## Texte du document
------------------------------------------------------------

Interview

Pierre de Maere

Pour le magazine Côtes d'Armor de novembre-décembre 2023, Pierre de Maere s'est prêté au jeu du portrait chinois. Une occasion pour nous de l'interviewer et de connaître un peu plus ce jeune chanteur.

    • Pouvez-vous nous présenter votre parcours ?

    Je suis un auteur - compositeur - interprète belge. J’ai commencé la musique à l’âge de 10 ans. Je chante depuis que je suis tout petit avec des icônes comme Lady Gaga, Stromae... À l’âge de 11 ans, j’ai eu un iPod touch avec l’application GarageBand, qui permet de s’initier à l’art de la composition, de la production et c’est comme ça que je me suis mis à écrire et composer des chansons dans un anglais approximatif. Puis j’ai appris l’anglais à l’école donc je m’y suis mis véritablement. À 18 ans, j’ai eu un déclic, c’est le passage au français, car je me suis rendu compte que mon accent anglais était périlleux et atroce et on me l’a fait comprendre. Je me suis donc mis à écrire dans ma langue et ça a été une sorte de révélation, car pour la première fois, je me suis senti plus fidèle et plus proche de ce que je suis réellement. C’est à ce moment-là que la maison de disques parisienne Wagram est venue vers moi, suite à la publication sur la plateforme du premier morceau que j’ai écrit en français en 2020, ça s’appelait Potins absurdes. Ils sont tombés dessus tout à fait par hasard, on s’est rencontrés, j’ai envoyé quelques maquettes et on a signé pour plusieurs albums. C’est comme ça que l’histoire a commencé. J’étais alors à l’école aux Beaux-Arts en photographie, mais je n’y étais pas vraiment heureux.

    • Vous avez abandonné complètement la photographie ?

    J’adore la photo, elle est encore présente dans mon métier aujourd’hui et je suis le premier à avoir mon mot à dire sur les images qui font partie de mon projet. Je suis très investi dans le visuel. J’aimerais bien m’y remettre un jour ou l’autre, mais je n’ai plus du tout le temps, même si cela me passionne toujours autant.
    Avez-vous baigné tout petit dans la musique ?
    Pas tant que ça. J’ai des parents qui aiment bien la musique, mais sans en faire, sans chanter. Mon père écoute les chansons anglaises des années 1970 : Pink Floyd, Supertramp… Et ma mère plutôt des chansons françaises, les classiques : Françoise Hardy, Goldman, Cabrel…
    Mon grand frère, qui est mon ingénieur du son, s’intéresse à la musique depuis aussi longtemps que moi, dans un style plus éclectique. J’ai une culture musicale qui est un mix de tout ça. J’aime bien les chansons qui sont populaires, efficaces, qui vont à l’essentiel. Il faut que ça me parle dès la première écoute.

     

    • Comment trouvez-vous votre inspiration pour écrire ?

------------------------------------------------------------

[Données d'annotation de position]
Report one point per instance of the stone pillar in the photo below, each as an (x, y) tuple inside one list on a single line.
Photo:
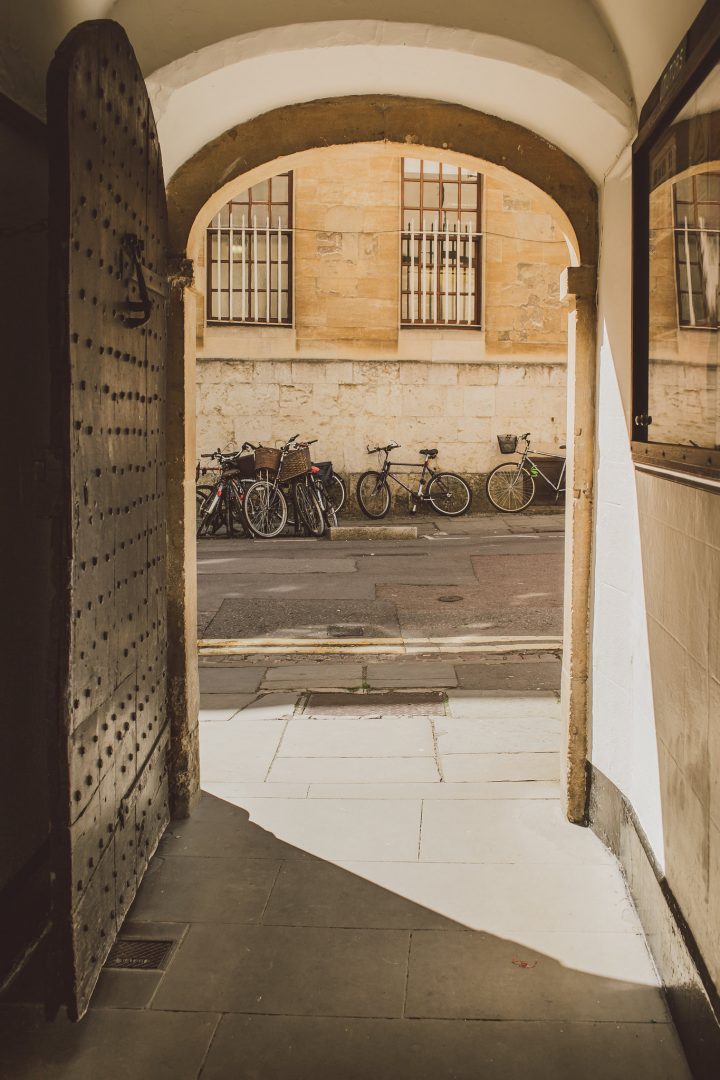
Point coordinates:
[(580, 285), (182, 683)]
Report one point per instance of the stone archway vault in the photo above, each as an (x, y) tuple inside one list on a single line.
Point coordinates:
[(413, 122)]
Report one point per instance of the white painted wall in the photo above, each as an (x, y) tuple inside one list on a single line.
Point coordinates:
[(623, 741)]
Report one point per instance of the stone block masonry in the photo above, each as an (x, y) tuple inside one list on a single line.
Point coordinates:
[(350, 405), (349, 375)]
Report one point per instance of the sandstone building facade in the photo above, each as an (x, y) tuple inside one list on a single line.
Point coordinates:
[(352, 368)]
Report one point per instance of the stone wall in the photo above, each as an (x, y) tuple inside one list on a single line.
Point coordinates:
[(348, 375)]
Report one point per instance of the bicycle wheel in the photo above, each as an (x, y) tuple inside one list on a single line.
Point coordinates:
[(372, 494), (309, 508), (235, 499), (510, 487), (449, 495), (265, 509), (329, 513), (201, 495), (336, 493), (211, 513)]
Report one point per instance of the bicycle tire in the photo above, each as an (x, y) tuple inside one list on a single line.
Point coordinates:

------------------------------------------------------------

## À réaliser
A: Répondez aux questions suivantes à l'aide de l'entretien avec Pierre de Maere :
(i) À quel âge Pierre de Maere a-t-il commencé la musique ?
(ii) Quel est le titre du premier morceau qu'il a écrit en français ?
(iii) Quelle fonction son grand frère occupe-t-il auprès de lui ?
B: Rédigez la suite de l'entretien avec Pierre de Maere en commençant par la réponse à la dernière question posée.

## Réponses par tâche
A:
(i) À l'âge de 10 ans.
(ii) Potins absurdes.
(iii) Il est son ingénieur du son.

B:
    Plusieurs cas de figure. Parfois, je peux raconter mes histoires, mais c’est assez rare. Dans la chanson la plus connue, « Je marierais un ange », c’est un peu mon histoire, car ça me représente absolument. Cette quête d’un idéal, très romantique, c’est tout à fait moi. Je l’ai écrite à l’époque où j’étais complètement amoureux d’un personnage fictif dans une série que je regardais. Je me suis fait la réflexion qu’en fait, je ne tombe jamais amoureux de vrais êtres humains. J’aime bien me créer des challenges tout à fait impossibles et tomber sous le charme de personnages qui n’existent pas, et cette chanson raconte un peu ça.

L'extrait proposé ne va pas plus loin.